[Image point grounding data]
● ● ● ● ● ● ●
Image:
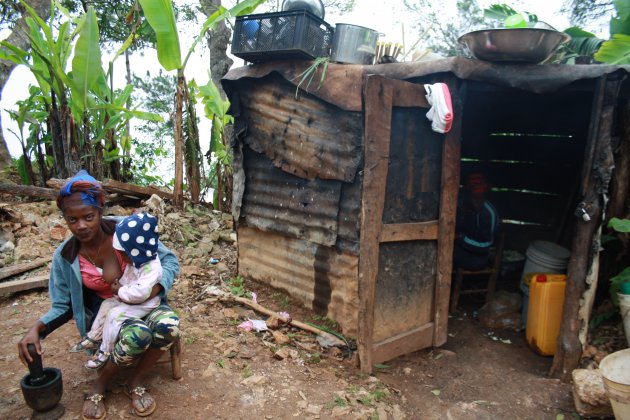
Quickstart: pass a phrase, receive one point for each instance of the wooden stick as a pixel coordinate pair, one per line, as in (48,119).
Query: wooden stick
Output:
(28,190)
(13,286)
(21,268)
(248,302)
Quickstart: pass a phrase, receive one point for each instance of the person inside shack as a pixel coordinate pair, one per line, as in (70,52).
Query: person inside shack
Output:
(476,226)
● ● ● ● ● ● ●
Please print all the lines above exactly as given and leave out every picture.

OUTPUT FOR THIS EXERCISE:
Image:
Quickstart: pass a phrase, receive one point for each instance of the wooden stick as a pixel coordinate pair, one per line, as in (48,119).
Query: wooden stick
Output:
(28,190)
(13,286)
(21,268)
(248,302)
Quickstart: pass a phrase, receive one point for each instance of the person inside shack as a pixel coordinate pair, one per line, as in (70,52).
Query: person inside shack
Output:
(476,226)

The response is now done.